- [Exercise aim]
Collect each line of the entries below that contains the string "ceiling".

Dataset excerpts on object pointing
· · · ·
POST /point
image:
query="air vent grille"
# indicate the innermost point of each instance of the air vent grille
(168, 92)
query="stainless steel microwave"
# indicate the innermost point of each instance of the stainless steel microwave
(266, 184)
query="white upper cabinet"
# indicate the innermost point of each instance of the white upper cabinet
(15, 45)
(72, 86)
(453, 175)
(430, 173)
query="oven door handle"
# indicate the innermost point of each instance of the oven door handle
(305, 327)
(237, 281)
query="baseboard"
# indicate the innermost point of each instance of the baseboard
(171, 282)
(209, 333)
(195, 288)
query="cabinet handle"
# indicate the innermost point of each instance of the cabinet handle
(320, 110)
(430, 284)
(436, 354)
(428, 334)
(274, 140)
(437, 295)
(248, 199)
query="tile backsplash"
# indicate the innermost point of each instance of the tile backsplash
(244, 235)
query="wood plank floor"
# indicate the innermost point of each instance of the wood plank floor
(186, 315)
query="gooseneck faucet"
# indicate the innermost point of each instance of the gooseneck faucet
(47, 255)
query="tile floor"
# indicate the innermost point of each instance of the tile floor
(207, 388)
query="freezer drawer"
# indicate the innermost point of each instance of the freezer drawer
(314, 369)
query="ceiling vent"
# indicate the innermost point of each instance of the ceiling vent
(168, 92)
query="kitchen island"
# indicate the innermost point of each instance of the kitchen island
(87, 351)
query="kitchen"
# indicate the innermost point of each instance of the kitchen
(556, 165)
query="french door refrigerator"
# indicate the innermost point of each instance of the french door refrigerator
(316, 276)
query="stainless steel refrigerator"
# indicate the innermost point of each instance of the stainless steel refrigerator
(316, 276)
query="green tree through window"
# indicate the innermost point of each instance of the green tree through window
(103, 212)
· · · ·
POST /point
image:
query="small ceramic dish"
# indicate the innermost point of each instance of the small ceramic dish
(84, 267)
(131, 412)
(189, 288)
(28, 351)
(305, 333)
· · · ·
- [Full output]
query="ceiling vent"
# indicate the innermost point of each instance of the ceiling vent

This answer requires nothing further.